WHAT IS BEING ASKED – Only what runs from the line with "# provide a point for each instance of the cluster" to the end of the data should appear in the answer, exactly as written and without pictures.

------ LISTED RECORDS ------

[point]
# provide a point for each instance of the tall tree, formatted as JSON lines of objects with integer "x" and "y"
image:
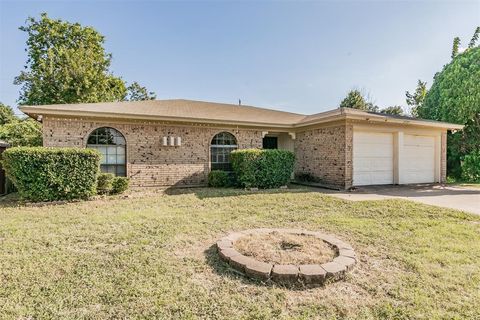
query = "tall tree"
{"x": 474, "y": 39}
{"x": 356, "y": 100}
{"x": 394, "y": 110}
{"x": 415, "y": 99}
{"x": 455, "y": 47}
{"x": 66, "y": 64}
{"x": 6, "y": 114}
{"x": 135, "y": 92}
{"x": 455, "y": 97}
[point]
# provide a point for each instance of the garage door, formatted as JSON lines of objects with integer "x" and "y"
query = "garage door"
{"x": 418, "y": 159}
{"x": 372, "y": 158}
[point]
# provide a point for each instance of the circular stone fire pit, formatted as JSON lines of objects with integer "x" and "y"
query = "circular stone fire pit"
{"x": 315, "y": 272}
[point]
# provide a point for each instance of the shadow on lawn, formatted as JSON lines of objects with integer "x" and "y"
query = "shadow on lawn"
{"x": 204, "y": 192}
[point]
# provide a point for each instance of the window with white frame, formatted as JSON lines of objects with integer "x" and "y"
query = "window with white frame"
{"x": 222, "y": 144}
{"x": 112, "y": 145}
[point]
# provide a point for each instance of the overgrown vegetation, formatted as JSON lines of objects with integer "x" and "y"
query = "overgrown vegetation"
{"x": 120, "y": 185}
{"x": 471, "y": 167}
{"x": 357, "y": 100}
{"x": 262, "y": 168}
{"x": 220, "y": 179}
{"x": 107, "y": 184}
{"x": 455, "y": 97}
{"x": 67, "y": 63}
{"x": 152, "y": 257}
{"x": 47, "y": 174}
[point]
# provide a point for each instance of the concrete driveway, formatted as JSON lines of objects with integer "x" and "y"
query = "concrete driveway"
{"x": 455, "y": 197}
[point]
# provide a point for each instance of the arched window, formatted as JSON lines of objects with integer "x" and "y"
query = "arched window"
{"x": 222, "y": 144}
{"x": 111, "y": 144}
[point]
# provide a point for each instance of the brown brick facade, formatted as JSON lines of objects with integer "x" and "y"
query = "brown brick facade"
{"x": 149, "y": 163}
{"x": 326, "y": 153}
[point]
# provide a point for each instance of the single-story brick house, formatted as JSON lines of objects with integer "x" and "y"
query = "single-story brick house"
{"x": 177, "y": 142}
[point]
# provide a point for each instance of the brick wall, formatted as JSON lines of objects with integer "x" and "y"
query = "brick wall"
{"x": 323, "y": 153}
{"x": 149, "y": 163}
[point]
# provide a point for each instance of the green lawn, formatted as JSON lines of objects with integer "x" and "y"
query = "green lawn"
{"x": 150, "y": 256}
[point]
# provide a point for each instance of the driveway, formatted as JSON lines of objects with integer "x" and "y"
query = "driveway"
{"x": 455, "y": 197}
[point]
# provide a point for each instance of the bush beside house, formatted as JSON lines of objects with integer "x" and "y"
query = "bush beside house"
{"x": 262, "y": 168}
{"x": 48, "y": 174}
{"x": 471, "y": 167}
{"x": 107, "y": 183}
{"x": 220, "y": 179}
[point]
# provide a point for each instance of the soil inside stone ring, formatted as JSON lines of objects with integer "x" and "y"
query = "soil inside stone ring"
{"x": 285, "y": 248}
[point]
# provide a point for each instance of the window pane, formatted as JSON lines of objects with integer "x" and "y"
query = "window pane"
{"x": 111, "y": 144}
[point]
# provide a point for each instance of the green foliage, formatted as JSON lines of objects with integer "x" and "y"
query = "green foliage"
{"x": 26, "y": 132}
{"x": 219, "y": 179}
{"x": 135, "y": 92}
{"x": 395, "y": 110}
{"x": 356, "y": 100}
{"x": 471, "y": 167}
{"x": 415, "y": 100}
{"x": 259, "y": 168}
{"x": 455, "y": 97}
{"x": 455, "y": 92}
{"x": 474, "y": 39}
{"x": 455, "y": 47}
{"x": 6, "y": 114}
{"x": 105, "y": 183}
{"x": 47, "y": 174}
{"x": 120, "y": 185}
{"x": 66, "y": 64}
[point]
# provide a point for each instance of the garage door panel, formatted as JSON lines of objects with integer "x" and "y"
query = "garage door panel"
{"x": 372, "y": 158}
{"x": 419, "y": 159}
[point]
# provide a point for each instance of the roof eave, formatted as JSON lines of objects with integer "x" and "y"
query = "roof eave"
{"x": 39, "y": 111}
{"x": 354, "y": 115}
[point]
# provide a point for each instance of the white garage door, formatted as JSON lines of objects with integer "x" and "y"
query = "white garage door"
{"x": 418, "y": 159}
{"x": 372, "y": 158}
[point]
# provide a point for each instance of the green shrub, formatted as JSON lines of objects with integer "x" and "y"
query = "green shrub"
{"x": 47, "y": 174}
{"x": 262, "y": 168}
{"x": 471, "y": 167}
{"x": 105, "y": 183}
{"x": 219, "y": 179}
{"x": 120, "y": 185}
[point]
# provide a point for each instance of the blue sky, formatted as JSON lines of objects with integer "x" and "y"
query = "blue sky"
{"x": 294, "y": 56}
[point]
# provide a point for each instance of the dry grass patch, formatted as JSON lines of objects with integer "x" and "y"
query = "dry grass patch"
{"x": 285, "y": 248}
{"x": 152, "y": 256}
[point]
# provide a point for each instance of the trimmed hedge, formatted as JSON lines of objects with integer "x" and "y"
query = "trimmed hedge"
{"x": 219, "y": 179}
{"x": 262, "y": 168}
{"x": 47, "y": 174}
{"x": 120, "y": 185}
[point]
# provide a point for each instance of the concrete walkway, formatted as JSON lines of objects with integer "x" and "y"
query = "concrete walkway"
{"x": 455, "y": 197}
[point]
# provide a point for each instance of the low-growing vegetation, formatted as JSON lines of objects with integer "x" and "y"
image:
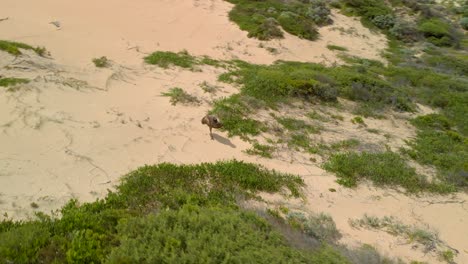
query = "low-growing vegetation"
{"x": 101, "y": 62}
{"x": 172, "y": 214}
{"x": 14, "y": 48}
{"x": 320, "y": 226}
{"x": 335, "y": 47}
{"x": 423, "y": 236}
{"x": 178, "y": 95}
{"x": 387, "y": 169}
{"x": 265, "y": 151}
{"x": 266, "y": 19}
{"x": 437, "y": 144}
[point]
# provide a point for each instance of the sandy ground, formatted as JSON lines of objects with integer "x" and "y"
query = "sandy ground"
{"x": 74, "y": 130}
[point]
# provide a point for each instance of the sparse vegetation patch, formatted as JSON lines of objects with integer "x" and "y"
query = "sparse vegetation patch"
{"x": 427, "y": 238}
{"x": 101, "y": 62}
{"x": 6, "y": 82}
{"x": 178, "y": 95}
{"x": 265, "y": 20}
{"x": 383, "y": 169}
{"x": 14, "y": 48}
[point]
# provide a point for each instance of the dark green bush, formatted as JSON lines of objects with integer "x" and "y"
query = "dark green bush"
{"x": 22, "y": 244}
{"x": 234, "y": 113}
{"x": 295, "y": 25}
{"x": 261, "y": 18}
{"x": 438, "y": 145}
{"x": 464, "y": 23}
{"x": 319, "y": 12}
{"x": 372, "y": 11}
{"x": 196, "y": 234}
{"x": 437, "y": 31}
{"x": 189, "y": 204}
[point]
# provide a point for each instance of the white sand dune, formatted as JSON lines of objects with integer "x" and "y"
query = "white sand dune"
{"x": 74, "y": 130}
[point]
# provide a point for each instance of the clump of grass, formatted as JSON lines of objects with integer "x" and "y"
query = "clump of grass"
{"x": 317, "y": 116}
{"x": 165, "y": 59}
{"x": 265, "y": 19}
{"x": 428, "y": 239}
{"x": 265, "y": 151}
{"x": 437, "y": 144}
{"x": 235, "y": 112}
{"x": 209, "y": 88}
{"x": 373, "y": 131}
{"x": 345, "y": 144}
{"x": 178, "y": 95}
{"x": 14, "y": 48}
{"x": 319, "y": 226}
{"x": 358, "y": 120}
{"x": 335, "y": 47}
{"x": 160, "y": 207}
{"x": 292, "y": 124}
{"x": 6, "y": 82}
{"x": 383, "y": 169}
{"x": 101, "y": 62}
{"x": 447, "y": 256}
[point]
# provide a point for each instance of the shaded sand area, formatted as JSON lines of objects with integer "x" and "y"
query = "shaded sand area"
{"x": 75, "y": 129}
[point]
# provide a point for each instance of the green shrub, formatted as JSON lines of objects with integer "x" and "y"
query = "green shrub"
{"x": 86, "y": 247}
{"x": 293, "y": 24}
{"x": 261, "y": 150}
{"x": 405, "y": 30}
{"x": 234, "y": 113}
{"x": 188, "y": 194}
{"x": 383, "y": 169}
{"x": 384, "y": 21}
{"x": 319, "y": 12}
{"x": 196, "y": 234}
{"x": 437, "y": 32}
{"x": 436, "y": 144}
{"x": 428, "y": 239}
{"x": 335, "y": 47}
{"x": 262, "y": 19}
{"x": 292, "y": 124}
{"x": 464, "y": 23}
{"x": 22, "y": 244}
{"x": 372, "y": 11}
{"x": 320, "y": 226}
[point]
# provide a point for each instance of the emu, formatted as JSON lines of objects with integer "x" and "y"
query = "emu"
{"x": 212, "y": 122}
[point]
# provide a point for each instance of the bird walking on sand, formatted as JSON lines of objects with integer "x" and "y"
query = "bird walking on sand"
{"x": 212, "y": 122}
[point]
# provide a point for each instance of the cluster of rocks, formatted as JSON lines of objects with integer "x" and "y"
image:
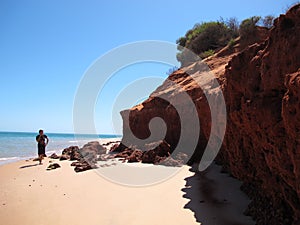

------

TASK ANSWER –
# provide a point for each instance of the cluster of rocks, formatted as JSON lines of objects with integer "x" and "y"
image:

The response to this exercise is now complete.